#### [What the task asks]
Retype every line of the listing below with no changes at all.

(Stored records)
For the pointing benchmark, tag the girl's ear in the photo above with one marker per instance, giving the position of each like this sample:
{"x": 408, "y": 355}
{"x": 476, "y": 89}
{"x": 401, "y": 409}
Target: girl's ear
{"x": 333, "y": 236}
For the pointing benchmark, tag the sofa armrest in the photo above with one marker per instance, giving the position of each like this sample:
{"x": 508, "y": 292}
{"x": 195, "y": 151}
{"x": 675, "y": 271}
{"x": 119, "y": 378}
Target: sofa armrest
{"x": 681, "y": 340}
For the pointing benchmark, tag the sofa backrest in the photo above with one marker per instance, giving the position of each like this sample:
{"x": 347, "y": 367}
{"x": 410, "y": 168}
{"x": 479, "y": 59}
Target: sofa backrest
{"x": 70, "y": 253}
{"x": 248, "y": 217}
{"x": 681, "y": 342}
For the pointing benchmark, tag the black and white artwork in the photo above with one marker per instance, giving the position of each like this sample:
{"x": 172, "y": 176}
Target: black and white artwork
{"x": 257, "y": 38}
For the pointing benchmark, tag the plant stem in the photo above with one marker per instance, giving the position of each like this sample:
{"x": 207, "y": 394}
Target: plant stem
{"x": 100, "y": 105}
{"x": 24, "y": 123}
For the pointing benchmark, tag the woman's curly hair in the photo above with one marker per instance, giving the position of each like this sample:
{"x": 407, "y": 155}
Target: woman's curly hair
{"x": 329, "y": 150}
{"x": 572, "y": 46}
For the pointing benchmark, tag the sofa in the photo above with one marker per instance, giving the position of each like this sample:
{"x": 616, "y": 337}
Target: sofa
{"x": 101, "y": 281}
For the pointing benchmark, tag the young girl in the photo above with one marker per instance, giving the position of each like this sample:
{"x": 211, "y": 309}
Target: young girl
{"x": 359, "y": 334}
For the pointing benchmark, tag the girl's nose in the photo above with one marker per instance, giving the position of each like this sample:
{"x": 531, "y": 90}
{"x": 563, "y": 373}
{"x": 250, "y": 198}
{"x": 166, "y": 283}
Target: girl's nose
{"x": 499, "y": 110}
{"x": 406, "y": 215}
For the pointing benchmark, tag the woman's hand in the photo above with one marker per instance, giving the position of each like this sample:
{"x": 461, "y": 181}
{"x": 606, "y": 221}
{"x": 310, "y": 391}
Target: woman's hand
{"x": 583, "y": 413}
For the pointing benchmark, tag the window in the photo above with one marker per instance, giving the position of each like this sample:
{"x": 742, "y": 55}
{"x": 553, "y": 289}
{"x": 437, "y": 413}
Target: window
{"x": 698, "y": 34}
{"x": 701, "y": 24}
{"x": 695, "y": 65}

#### [Correct answer]
For the pointing benchmark, tag the girl's ear in the photo above with one marker per instance, giving the position of each like this sample:
{"x": 408, "y": 355}
{"x": 476, "y": 89}
{"x": 401, "y": 409}
Target: girl's ear
{"x": 333, "y": 236}
For the pointing benchmark, tag the sofa armrest in the photo above with one marker per instance, giving the position of each like this sample:
{"x": 508, "y": 292}
{"x": 195, "y": 151}
{"x": 675, "y": 271}
{"x": 119, "y": 378}
Target: sofa armrest
{"x": 681, "y": 340}
For the pointing benchmark, tag the sofa backrest in the photo above with one marker per instance, giving the position of each like this sample:
{"x": 347, "y": 367}
{"x": 410, "y": 168}
{"x": 479, "y": 59}
Target: sofa backrest
{"x": 70, "y": 253}
{"x": 248, "y": 217}
{"x": 681, "y": 342}
For the pointing benchmark, tag the black and white artwork in the photo above with one marker per instance, giving the position of each like this sample:
{"x": 172, "y": 176}
Target: black and white artwork
{"x": 257, "y": 38}
For the pointing benchmark, tag the plant stem in the photo above with one marker per instance, giving the position of each like this sample:
{"x": 207, "y": 394}
Target: plant stem
{"x": 100, "y": 105}
{"x": 24, "y": 123}
For the pointing benchmark, tag the woman's curly hair in the photo above with one marker per instance, giving the position of each like this sample:
{"x": 407, "y": 155}
Target: woman's curly hair
{"x": 329, "y": 150}
{"x": 572, "y": 46}
For the pointing benchmark, tag the sofa in the photo above with one marker per instance, giving the position of each like this sample:
{"x": 616, "y": 337}
Target: sofa
{"x": 101, "y": 281}
For the pointing benchmark, tag the young girl in the photo above with one marker per instance, giving the position of each like this sample:
{"x": 211, "y": 309}
Target: young girl
{"x": 359, "y": 334}
For the pointing benchmark, tag the girl's nose in the photo above with one marker per instance, giving the position of each like this sample:
{"x": 531, "y": 90}
{"x": 563, "y": 373}
{"x": 250, "y": 198}
{"x": 166, "y": 283}
Target: girl's nose
{"x": 499, "y": 110}
{"x": 406, "y": 215}
For the pointing benchmark, tag the woman's hand in the photo above with one marker per instance, giving the position of each like this sample:
{"x": 461, "y": 181}
{"x": 606, "y": 221}
{"x": 310, "y": 391}
Target: woman's hand
{"x": 583, "y": 413}
For the pointing benchmark, tag the window in the photo above with one marker per instance, giving the position of each like this sample:
{"x": 742, "y": 55}
{"x": 553, "y": 289}
{"x": 437, "y": 413}
Target: window
{"x": 698, "y": 34}
{"x": 701, "y": 24}
{"x": 695, "y": 65}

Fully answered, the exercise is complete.